■ PASSAGE TO READ:

I am sure my spies on the ground will keep me informed.
I
shall be returning to Peierls’s activities, concentrating on his time in the
UK, and his associations with other scientists, especially with Max Born and
Klaus Fuchs, in a future coldspur bulletin. As dedicated readers will
recall, I analysed the efforts of Peierls and Born to secure Fuchs’s return to
the UK from detention in Canada in Misdefending the Realm (pp 216-223),
and it would probably be appropriate for me to reproduce that section on coldspur,
as a segue to my next piece on Peierls. At the time of writing that segment of
my book, I was using notes that I had taken from the Peierls-Born
correspondence at the Bodleian. Sadly, I shall not now have access to that
resource, or Peierls’s numerous other letters. Sabine Lee’s two volumes of the
Peierls Letters (very expensive, poorly edited, and selected very much
with a bias towards highly technical scientific exchanges) will be of little
use, I fear. Christopher Laucht has written some interesting passages about
Peierls’s correspondences in Elemental Germans, but my study will have
to rely mostly on other sources until I can return to Oxford some time. I plan
for the next chapter to appear on coldspur in February or March of next
year.
RSS
and the Undetected Radios
I
had started gathering my research for the last episode of ‘The Undetected
Radios’ when I came across (thanks to the photographic skills of my
London-based researcher, Dr. Kevin Jones) some obscure files at the National
Archives that covered aspects of the history of the Radio Security Service, as
well as others that contained various interrogations of German intelligence
officers after the war. While these files did nothing to contradict my main
conclusions so far (that the tensions between MI5 and SIS over the RSS were
more highly strung than portrayed, that both the RSS and the
Abwehr/Funküberwachung greatly misrepresented the strength of their
interception and direction-finding capabilities after the war, that agents were
in many cases poorly trained and ill- prepared for infiltration into Europe,
and were much more frequently discovered by local betrayal than through
interception and location-finding, that SOE’s and SIS’ wireless equipment was
often defective, that RSS’s general surveillance of illicit transmissions was
very lax, and the state of Britain’s mobile-direction finding service feeble, and
that the Double-Cross organisation acted very naively in managing its agents’
wireless communications), these archives certainly revealed some valuable new detail
on some of the personalities and committees involved. I have thus decided to
allocate one more chapter summarizing these findings before I cover the final
six months of wireless activity up until D-Day. My current plan is to write
this additional report in January of next year.

■ REQUIRED TASK: In the passage above, who photographed the National Archives files on the Radio Security Service?

■ MATERIAL:
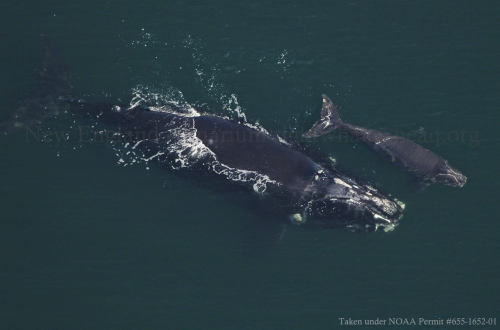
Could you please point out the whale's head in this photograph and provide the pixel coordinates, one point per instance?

■ EXERCISE SOLUTION: Dr. Kevin Jones, the writer's London-based researcher.